EXERCISE TASK - Reproduce the records word for word, from their start through the line with "pixel 591 433", including that line. Leave out the pictures.

RECORDS SHOWN -
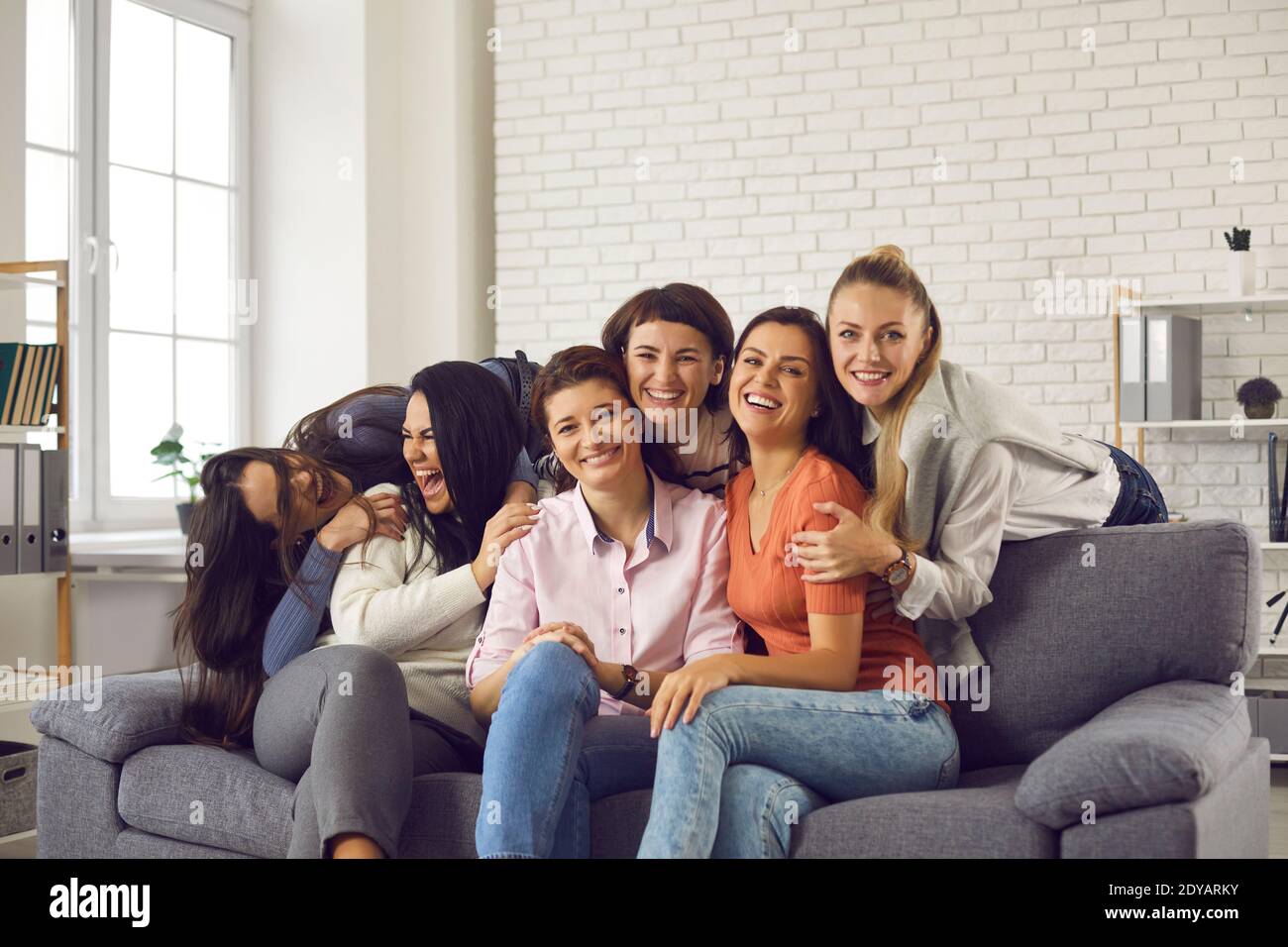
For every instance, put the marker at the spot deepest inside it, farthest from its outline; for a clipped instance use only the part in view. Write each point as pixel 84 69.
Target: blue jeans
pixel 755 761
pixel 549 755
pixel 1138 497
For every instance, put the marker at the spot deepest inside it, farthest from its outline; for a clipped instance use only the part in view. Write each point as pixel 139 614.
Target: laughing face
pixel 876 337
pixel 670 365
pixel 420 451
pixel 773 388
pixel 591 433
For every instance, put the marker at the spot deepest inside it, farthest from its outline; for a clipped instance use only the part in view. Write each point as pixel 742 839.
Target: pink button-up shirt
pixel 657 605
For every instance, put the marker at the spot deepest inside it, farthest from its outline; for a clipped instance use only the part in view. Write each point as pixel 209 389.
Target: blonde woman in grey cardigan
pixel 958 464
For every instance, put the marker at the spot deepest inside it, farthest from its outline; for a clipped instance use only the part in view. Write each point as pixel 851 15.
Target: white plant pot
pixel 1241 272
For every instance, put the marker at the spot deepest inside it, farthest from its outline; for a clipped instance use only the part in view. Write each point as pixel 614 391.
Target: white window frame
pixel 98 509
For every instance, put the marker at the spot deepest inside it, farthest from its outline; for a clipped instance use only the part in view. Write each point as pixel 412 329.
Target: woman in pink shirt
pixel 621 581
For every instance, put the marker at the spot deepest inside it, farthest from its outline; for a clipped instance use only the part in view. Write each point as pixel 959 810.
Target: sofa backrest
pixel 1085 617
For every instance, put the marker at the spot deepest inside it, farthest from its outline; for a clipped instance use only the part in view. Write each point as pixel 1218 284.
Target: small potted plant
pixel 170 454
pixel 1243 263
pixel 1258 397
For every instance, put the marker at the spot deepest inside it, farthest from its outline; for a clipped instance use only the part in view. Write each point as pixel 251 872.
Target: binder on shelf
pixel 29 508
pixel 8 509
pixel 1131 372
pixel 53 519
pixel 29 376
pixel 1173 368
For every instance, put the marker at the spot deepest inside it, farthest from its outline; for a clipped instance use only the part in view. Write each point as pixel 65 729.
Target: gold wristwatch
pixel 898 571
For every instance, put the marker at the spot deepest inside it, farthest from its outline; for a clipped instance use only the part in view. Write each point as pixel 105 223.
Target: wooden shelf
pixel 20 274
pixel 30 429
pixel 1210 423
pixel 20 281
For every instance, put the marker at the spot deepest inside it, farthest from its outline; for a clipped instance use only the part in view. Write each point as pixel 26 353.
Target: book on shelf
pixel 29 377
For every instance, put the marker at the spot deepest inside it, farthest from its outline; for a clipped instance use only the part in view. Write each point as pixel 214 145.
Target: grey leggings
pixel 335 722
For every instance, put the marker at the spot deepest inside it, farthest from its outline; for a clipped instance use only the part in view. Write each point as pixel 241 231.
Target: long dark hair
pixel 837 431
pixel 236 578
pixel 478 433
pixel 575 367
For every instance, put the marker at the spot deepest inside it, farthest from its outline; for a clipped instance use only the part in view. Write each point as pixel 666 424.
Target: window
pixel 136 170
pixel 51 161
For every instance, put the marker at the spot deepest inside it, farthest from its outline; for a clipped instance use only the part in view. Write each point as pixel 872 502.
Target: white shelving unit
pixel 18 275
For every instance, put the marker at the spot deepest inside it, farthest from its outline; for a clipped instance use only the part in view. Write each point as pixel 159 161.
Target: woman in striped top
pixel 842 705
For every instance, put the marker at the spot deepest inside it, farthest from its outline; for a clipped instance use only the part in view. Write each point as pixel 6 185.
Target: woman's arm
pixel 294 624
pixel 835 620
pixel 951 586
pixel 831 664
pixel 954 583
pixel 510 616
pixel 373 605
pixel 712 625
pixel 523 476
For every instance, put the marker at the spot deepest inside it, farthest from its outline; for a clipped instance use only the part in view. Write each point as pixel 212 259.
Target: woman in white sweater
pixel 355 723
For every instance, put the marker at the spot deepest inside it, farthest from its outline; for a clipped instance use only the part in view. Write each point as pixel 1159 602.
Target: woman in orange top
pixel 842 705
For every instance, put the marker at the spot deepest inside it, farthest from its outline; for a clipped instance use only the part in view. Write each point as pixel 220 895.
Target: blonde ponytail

SOLUTION -
For every instance, put the marker at the spot deepest inside it, farthest from its outline; for a clipped instance use only the part in view. Write each point as pixel 84 69.
Target: blue jeans
pixel 755 761
pixel 549 755
pixel 1138 497
For every instance, put the marker at the spot deepest inside it, farthest from its outline; for a clipped instance use only the part in view. Write each point as pixel 139 614.
Target: laughing face
pixel 876 337
pixel 670 365
pixel 420 451
pixel 773 388
pixel 591 433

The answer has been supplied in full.